(WRITTEN PROBLEM) Please copy each of the items below word for word.

(WORKING DATA)
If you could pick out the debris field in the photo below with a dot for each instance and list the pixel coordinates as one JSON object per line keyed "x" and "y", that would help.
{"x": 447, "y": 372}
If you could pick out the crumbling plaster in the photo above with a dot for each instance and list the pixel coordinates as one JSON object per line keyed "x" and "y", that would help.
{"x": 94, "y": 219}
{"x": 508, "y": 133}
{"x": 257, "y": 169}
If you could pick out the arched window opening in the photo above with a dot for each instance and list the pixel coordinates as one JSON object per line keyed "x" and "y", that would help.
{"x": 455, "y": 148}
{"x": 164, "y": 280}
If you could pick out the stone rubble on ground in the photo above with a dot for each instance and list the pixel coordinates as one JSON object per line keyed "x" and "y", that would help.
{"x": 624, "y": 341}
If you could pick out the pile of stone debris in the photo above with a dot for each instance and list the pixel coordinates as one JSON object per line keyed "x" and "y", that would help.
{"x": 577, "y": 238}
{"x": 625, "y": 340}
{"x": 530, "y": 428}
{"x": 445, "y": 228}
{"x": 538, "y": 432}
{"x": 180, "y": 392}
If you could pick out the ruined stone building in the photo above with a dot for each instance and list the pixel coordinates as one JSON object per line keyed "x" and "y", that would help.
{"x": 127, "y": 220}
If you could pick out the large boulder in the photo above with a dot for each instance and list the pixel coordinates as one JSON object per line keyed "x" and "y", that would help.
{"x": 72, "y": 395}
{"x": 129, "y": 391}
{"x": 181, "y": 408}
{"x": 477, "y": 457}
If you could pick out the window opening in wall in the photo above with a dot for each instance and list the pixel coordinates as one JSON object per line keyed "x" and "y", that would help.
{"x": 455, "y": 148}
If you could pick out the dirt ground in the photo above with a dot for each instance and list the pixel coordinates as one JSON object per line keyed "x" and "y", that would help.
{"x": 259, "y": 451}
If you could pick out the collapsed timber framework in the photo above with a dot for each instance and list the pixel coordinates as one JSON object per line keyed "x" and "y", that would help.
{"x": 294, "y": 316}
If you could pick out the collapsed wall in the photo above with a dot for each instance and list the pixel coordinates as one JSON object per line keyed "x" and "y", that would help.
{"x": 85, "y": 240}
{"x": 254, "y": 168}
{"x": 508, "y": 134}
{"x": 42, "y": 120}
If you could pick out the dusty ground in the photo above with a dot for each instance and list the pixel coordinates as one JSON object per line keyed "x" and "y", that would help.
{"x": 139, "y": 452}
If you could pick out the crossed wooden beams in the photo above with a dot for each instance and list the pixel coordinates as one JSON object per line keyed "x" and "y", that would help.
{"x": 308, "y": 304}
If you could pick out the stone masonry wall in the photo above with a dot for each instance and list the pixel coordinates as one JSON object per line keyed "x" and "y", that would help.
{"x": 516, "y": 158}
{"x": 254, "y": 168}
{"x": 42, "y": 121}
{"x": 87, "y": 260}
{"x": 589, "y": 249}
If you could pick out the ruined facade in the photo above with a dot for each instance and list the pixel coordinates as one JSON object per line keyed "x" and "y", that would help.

(FINAL RESULT)
If you could pick out the debris field in the photo below with a dot for each instance and list the pixel coordinates as one JSON object per line keyed "x" and "y", that would help.
{"x": 447, "y": 372}
If you could pick out the crumbling plaster in the photo above with a dot for each instance and list the pixel coordinates as one JSON object per line keyed "x" and "y", that would help.
{"x": 94, "y": 219}
{"x": 508, "y": 133}
{"x": 257, "y": 169}
If you could pick out the arched window opening in the photo above with a dot for each instance and list the pixel coordinates as one JSON object per line keyed "x" and "y", that would help.
{"x": 455, "y": 148}
{"x": 164, "y": 280}
If you could pick out the stone rubble on ground in the photo above with a dot for each instance and list the pixel coordinates as one JSON object per line keyed "x" and "y", that would help.
{"x": 624, "y": 341}
If you could pick out the pile of stone debris in the photo above with a dot for each instance and list the pixel coordinates as one JSON object per line keyed "x" and "y", that would help.
{"x": 577, "y": 238}
{"x": 625, "y": 340}
{"x": 530, "y": 428}
{"x": 445, "y": 228}
{"x": 538, "y": 432}
{"x": 180, "y": 392}
If you could pick out the ruined stone building in the photo above with a dot for each instance and list the pixel coordinates as one JSON object per line keyed "x" and "y", that would help.
{"x": 127, "y": 220}
If you could pick out the large boulder in the photo above with a dot for each instance and list the pixel coordinates as one JSON object per line keyed "x" and "y", that would help.
{"x": 72, "y": 395}
{"x": 129, "y": 391}
{"x": 181, "y": 408}
{"x": 477, "y": 457}
If you could pick out the window opening in wall in the photo above with a dot for each instance and list the pixel coordinates as one JSON object per line keyed "x" and "y", that would help.
{"x": 455, "y": 148}
If you could pick out the dirt ground in the photo above with a dot for each instance and list the pixel coordinates as one JSON object per line keyed "x" and "y", that would help.
{"x": 259, "y": 451}
If you could pick out the collapsed timber framework in the photo above with a dot for each instance and list the pixel coordinates as one JSON object per line keyed "x" and "y", that would help.
{"x": 294, "y": 316}
If you could pick out the collapsed wall in the photo above with a dot for each instance and list the pixel coordinates as one JSON object per line keyed "x" and "y", that would help.
{"x": 85, "y": 240}
{"x": 254, "y": 168}
{"x": 508, "y": 134}
{"x": 42, "y": 120}
If you could pick out the dusty ground in the photo above with a dot for each instance and list the pixel coordinates as one JSON object per line keyed "x" and "y", that would help.
{"x": 139, "y": 452}
If you could pick out the crossed wooden beams in the photo above with a dot for each instance and list the pixel coordinates as one JSON object per line keyed "x" and "y", that would help.
{"x": 308, "y": 304}
If you could pick out the stone masonry wall in the photo above with a dot for each instance and list the pixel coordinates as one JSON object per line keyed "x" and "y", that would help.
{"x": 516, "y": 158}
{"x": 254, "y": 168}
{"x": 42, "y": 121}
{"x": 87, "y": 260}
{"x": 589, "y": 249}
If you could pick out the ruined facade in the photo above with a dot for each instance and list the pixel coordinates as one JSON object per line keyed "x" and "y", that would help.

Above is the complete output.